- **PROVIDED TEXT**
At length came the great case of the missionary Smith's persecution, trial, and
untimely death, when all the forms of judicature had been prostituted, all the rules of
law broken, all the principles of justice outraged, by men assuming to sit in judgment
as a court of criminal jurisprudence; and though assisted by legal functionaries,
exhibiting such a spectacle of daring violation of the most received and best known
canons of procedure, as no civilized community ever before were called upon to
endure. This subject was immediately brought before Parliament by Mr. Brougham,
and his motion of censure, which might have been an impeachment of the governor
and the court of Demerara, was powerfully supported by Mr. Wilberforce, the
amiable, eloquent, and venerable leader of the party, Mr. Denman, Mr. Williams, and
Dr. Lushington, but rejected by a majority of the Commons, whom Mr. Canning led,
in a speech little worthy of his former exertions against the Slave Trade, and far from
being creditable either to his judgment or to his principles. Yet this memorable debate
was of singular service to the cause. The great speeches delivered were spread through
all parts of the country; the nakedness of the horrid system was exposed; the
corruptions as well as cruelty of slavery were laid bare; the determination of colonies
to protect its worst abuses was demonstrated; necessity of the mother-country
interfering with a strong hand was declared; and even the loss of the motion showed
the people of England how much their own exertions were still required if they would
see slavery extirpated, by proving that upon them alone the fate of the execrable
system hung.
The effects of this great debate cannot be over estimated. The case of the missionary
became the universal topic; The name of the martyred Smith, the general rallying cry.
The superior interest excited by individual sufferings to any general misery inflicted
upon masses of the people, or any evil, however gigantic, which operates over a large
space, and in a course of time, has always been observed. The remark was peculiarly
applicable in this instance. Although all reflecting men had, for many long years, been
well aware of the evils pervading our colonial system, and though the iniquity and
perverseness of West Indian judicatures had long been the topic of universal
comment, yet this single case of a persecuted individual falling a victim to those gross
perversions of law and justice which are familiar to the colonial people, produced an
impression far more general and more deep than all that had ever been written or
declaimed against system of West India slavery; and looking back on the
consummation of all our hopes in 1833 and 1838, we at once revert from this
auspicious era to that ever memorable occasion as having laid the solid foundation of
our ultimate triumph.
In this important day, which has thus by its effects proved decisive of the
Emancipation question, Mr. Stephen bore no part. He had long ceased to adorn and
enlighten the House of Commons. His retirement was the result of honest differences
of opinion respecting West India slavery with his political friends, then in the
plenitude of their power. Those differences caused him to take the noble part, so rarely
acted by politicians, of withdrawing from Parliament rather than lend his great support
to men with whom he differed upon a question admitting no compromise; and he
devoted his exertions in private life to the furtherance of the cause ever nearest his
heart, the publication of his able and elaborate work on the Colonial Slave Laws was
the fruit of his leisure; and had he never lent any other aid to the Emancipation, this
would alone have placed him high among its most able and effective supporters. In all
the consultations which were held before Mr. Brougham's motion in 1824, he bore an
active and useful part. In pushing the advantages gained by the debate he was
unwearied and successful. Unhappily it pleased Providence that he should not receive
here below the final reward of his long and valued labours; for he was called to his
final repose some months before the Emancipation Bill passed into a law.

- **EXERCISE BRIEF**
List everyone the passage on the missionary Smith's case names as supporting Mr. Brougham's motion of censure in Parliament. The records have nothing to do with this.

- **SUPPLIED DATA**
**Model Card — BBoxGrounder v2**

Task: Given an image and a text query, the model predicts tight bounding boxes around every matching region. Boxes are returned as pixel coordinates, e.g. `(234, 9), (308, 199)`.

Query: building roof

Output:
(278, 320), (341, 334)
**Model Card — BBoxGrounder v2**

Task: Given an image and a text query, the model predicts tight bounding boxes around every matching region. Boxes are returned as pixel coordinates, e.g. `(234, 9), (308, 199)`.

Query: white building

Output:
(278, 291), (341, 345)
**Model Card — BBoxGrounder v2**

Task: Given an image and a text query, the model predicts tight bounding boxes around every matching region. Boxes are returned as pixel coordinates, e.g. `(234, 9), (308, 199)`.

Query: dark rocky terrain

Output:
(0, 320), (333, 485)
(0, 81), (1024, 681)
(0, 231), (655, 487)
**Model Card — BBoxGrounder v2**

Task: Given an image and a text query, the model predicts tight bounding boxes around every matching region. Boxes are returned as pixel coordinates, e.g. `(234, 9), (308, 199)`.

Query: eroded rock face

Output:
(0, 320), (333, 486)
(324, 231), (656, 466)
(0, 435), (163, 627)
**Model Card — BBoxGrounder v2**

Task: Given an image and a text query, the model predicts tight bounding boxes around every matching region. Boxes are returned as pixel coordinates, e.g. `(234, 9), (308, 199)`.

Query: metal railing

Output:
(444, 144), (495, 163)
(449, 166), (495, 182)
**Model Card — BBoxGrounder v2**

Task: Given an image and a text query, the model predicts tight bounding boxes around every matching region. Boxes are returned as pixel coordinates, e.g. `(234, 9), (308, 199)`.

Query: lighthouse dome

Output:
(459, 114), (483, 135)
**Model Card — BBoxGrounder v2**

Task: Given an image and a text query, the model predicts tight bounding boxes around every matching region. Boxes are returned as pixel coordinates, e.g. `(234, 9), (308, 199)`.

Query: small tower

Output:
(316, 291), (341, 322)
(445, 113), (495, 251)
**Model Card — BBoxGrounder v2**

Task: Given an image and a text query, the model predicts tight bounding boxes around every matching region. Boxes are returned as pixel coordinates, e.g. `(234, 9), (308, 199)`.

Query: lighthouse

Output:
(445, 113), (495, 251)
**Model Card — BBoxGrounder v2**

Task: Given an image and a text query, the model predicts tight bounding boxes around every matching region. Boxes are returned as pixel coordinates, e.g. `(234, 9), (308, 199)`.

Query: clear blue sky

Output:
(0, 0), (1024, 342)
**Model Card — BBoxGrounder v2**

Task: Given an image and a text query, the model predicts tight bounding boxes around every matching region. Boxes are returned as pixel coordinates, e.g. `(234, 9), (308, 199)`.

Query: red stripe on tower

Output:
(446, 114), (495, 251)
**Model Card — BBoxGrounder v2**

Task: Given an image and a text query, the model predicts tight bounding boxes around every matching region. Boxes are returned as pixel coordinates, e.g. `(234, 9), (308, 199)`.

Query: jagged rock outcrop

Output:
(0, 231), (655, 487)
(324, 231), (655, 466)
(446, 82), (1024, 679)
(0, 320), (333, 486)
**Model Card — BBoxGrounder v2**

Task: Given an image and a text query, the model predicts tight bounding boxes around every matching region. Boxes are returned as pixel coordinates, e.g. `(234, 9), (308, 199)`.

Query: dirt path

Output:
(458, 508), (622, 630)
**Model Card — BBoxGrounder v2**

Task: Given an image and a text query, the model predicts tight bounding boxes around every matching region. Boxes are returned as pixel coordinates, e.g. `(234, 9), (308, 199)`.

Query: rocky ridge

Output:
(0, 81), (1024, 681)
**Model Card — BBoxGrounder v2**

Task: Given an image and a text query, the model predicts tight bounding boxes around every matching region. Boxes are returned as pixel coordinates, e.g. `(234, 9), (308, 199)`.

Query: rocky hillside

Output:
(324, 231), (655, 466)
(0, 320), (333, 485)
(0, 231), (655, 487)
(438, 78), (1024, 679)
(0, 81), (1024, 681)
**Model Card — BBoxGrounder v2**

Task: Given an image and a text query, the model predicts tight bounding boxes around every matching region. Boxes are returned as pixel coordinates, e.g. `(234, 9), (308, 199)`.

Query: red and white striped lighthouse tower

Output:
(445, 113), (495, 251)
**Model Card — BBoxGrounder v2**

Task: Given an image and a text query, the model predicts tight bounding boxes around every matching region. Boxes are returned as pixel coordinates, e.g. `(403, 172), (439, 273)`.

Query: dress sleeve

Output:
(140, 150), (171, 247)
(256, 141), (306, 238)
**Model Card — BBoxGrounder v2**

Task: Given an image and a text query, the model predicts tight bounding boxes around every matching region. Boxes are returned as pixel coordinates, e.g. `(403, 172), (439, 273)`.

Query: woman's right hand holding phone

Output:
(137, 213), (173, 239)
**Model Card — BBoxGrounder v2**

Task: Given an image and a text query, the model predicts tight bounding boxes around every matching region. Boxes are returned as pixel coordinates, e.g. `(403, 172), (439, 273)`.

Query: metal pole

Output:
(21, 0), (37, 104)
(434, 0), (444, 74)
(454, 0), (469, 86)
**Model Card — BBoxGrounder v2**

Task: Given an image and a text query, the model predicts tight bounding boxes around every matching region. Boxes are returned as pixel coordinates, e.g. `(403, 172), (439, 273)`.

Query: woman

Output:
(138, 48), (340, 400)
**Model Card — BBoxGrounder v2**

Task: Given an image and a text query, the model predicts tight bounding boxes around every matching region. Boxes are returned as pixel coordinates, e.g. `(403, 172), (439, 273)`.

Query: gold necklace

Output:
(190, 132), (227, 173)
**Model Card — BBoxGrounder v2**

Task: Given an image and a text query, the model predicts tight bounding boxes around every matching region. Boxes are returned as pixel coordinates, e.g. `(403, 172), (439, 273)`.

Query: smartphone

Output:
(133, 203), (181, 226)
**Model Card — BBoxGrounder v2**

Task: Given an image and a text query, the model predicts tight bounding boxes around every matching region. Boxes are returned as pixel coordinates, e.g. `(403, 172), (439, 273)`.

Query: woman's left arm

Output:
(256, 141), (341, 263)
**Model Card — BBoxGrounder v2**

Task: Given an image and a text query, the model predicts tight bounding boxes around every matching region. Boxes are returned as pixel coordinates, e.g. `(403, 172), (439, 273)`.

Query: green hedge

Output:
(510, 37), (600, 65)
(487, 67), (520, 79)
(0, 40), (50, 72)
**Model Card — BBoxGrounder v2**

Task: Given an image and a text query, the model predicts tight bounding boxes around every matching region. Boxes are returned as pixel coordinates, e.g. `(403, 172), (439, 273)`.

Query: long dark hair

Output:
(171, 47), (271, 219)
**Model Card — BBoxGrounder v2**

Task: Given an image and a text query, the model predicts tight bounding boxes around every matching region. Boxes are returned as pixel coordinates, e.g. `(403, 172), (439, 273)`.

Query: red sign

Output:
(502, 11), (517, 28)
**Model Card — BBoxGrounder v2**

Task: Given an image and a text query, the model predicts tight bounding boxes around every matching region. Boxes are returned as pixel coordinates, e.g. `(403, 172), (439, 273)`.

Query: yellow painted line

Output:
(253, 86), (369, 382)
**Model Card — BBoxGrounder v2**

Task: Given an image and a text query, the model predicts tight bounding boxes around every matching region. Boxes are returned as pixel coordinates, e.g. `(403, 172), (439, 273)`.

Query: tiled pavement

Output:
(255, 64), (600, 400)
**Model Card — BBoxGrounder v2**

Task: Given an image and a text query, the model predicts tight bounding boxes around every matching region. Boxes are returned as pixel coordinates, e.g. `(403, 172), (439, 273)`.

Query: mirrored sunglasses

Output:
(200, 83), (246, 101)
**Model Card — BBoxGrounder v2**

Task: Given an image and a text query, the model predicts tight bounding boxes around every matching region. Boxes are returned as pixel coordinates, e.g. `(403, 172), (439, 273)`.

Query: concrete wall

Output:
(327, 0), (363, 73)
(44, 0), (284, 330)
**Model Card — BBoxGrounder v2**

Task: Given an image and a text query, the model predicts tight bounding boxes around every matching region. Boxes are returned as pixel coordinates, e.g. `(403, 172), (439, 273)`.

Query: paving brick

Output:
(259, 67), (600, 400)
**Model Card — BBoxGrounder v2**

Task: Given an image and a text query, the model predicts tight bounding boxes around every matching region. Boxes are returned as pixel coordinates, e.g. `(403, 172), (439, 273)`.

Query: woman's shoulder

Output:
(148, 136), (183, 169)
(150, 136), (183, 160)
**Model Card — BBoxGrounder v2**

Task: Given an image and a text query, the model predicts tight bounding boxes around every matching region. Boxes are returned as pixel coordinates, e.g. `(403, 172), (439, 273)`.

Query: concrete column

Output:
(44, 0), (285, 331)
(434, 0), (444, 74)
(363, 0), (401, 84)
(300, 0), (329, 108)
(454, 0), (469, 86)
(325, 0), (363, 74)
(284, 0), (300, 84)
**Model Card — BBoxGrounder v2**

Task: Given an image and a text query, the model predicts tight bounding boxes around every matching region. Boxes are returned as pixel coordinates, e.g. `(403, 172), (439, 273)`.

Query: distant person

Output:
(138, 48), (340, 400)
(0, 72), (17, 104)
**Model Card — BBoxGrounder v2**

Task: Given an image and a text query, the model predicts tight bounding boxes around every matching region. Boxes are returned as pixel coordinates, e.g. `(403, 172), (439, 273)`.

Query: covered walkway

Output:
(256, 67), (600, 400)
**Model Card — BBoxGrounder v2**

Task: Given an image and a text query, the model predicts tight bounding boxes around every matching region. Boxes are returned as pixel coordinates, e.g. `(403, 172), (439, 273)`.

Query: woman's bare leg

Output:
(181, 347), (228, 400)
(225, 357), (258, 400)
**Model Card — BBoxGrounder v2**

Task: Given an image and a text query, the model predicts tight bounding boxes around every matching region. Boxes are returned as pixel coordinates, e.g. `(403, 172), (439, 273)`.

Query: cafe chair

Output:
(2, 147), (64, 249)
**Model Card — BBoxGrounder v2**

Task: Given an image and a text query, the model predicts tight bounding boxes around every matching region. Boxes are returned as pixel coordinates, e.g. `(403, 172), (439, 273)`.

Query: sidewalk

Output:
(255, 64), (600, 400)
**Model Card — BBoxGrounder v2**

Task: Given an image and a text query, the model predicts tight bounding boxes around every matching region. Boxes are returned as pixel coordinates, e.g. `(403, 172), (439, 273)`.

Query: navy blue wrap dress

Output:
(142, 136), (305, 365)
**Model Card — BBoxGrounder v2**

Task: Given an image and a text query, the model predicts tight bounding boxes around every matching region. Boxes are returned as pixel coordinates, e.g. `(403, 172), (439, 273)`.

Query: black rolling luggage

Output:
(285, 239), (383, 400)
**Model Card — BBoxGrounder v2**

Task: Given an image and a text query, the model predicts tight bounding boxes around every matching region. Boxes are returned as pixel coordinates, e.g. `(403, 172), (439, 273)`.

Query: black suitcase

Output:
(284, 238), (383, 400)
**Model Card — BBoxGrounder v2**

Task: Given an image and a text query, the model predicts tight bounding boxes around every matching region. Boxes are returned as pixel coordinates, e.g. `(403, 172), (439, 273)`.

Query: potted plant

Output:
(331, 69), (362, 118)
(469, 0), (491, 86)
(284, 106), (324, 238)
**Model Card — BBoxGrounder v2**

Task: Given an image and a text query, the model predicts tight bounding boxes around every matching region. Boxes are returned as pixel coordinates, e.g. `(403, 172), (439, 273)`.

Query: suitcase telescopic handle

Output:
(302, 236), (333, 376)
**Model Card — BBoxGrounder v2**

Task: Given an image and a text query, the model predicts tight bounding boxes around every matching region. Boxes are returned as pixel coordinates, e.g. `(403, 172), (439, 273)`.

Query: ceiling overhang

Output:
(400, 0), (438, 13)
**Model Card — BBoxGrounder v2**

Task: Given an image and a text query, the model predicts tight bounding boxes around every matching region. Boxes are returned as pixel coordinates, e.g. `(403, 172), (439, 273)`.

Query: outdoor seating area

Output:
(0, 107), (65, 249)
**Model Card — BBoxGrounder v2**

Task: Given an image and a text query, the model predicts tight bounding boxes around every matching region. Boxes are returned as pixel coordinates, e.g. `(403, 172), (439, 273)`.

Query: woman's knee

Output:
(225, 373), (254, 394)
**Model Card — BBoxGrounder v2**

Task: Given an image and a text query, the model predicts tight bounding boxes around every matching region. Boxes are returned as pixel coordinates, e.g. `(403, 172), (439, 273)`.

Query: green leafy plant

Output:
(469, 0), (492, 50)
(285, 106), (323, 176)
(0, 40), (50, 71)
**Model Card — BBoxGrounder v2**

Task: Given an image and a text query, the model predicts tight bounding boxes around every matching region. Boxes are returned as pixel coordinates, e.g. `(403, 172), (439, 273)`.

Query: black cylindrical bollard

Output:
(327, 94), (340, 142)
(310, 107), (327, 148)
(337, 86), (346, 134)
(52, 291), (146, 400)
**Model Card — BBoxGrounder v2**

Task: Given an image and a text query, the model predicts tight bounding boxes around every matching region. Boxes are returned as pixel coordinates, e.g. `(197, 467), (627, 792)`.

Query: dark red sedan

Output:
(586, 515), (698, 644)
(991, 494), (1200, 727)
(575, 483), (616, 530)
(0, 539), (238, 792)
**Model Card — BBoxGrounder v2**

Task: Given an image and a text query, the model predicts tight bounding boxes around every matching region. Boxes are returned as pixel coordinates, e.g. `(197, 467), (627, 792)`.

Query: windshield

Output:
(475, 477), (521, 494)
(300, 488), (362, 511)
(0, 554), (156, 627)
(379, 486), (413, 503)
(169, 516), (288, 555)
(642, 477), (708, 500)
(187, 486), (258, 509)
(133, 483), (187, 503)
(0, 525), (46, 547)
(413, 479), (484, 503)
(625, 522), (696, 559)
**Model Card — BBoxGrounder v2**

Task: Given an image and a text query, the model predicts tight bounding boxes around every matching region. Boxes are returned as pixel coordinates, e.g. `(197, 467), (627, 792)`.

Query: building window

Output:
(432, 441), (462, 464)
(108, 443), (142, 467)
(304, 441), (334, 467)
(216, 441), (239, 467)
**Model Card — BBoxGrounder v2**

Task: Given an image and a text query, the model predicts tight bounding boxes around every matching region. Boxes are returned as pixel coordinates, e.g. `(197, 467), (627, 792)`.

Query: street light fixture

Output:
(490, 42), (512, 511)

- **TASK RESPONSE**
Mr. Wilberforce, Mr. Denman, Mr. Williams, Dr. Lushington